* _To do_
Copy out the items below with "white cat" switched to "gray cat" and nothing else altered.

[Start]

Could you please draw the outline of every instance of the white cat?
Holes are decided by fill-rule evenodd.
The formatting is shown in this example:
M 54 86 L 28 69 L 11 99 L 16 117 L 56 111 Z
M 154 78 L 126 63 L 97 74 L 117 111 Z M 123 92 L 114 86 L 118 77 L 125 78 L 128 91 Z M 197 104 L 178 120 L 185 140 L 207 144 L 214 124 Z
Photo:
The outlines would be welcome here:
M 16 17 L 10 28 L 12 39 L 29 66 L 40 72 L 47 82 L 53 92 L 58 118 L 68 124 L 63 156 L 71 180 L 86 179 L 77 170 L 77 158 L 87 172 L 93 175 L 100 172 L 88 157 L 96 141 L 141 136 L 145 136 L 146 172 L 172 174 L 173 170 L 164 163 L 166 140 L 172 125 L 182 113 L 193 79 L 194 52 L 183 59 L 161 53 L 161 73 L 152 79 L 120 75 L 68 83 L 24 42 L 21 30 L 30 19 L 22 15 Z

[End]

* _Written solution_
Could you please draw the outline of every instance of the gray cat?
Holes are decided by fill-rule evenodd.
The formatting is shown in this example:
M 54 86 L 28 69 L 11 99 L 16 117 L 56 111 Z
M 154 78 L 126 63 L 97 74 L 117 111 Z M 123 92 L 114 86 L 118 77 L 125 78 L 128 91 Z M 197 104 L 178 120 L 185 140 L 207 144 L 214 124 Z
Photo:
The outlines would be welcome here:
M 16 17 L 10 28 L 12 39 L 29 66 L 40 72 L 47 82 L 53 92 L 58 118 L 68 124 L 63 156 L 71 180 L 86 179 L 77 170 L 77 158 L 87 172 L 93 175 L 100 172 L 88 157 L 96 141 L 141 136 L 145 136 L 146 172 L 172 174 L 173 170 L 164 163 L 166 140 L 172 125 L 182 113 L 193 79 L 194 52 L 183 59 L 161 53 L 161 73 L 152 79 L 120 75 L 68 83 L 24 42 L 21 30 L 30 19 L 22 15 Z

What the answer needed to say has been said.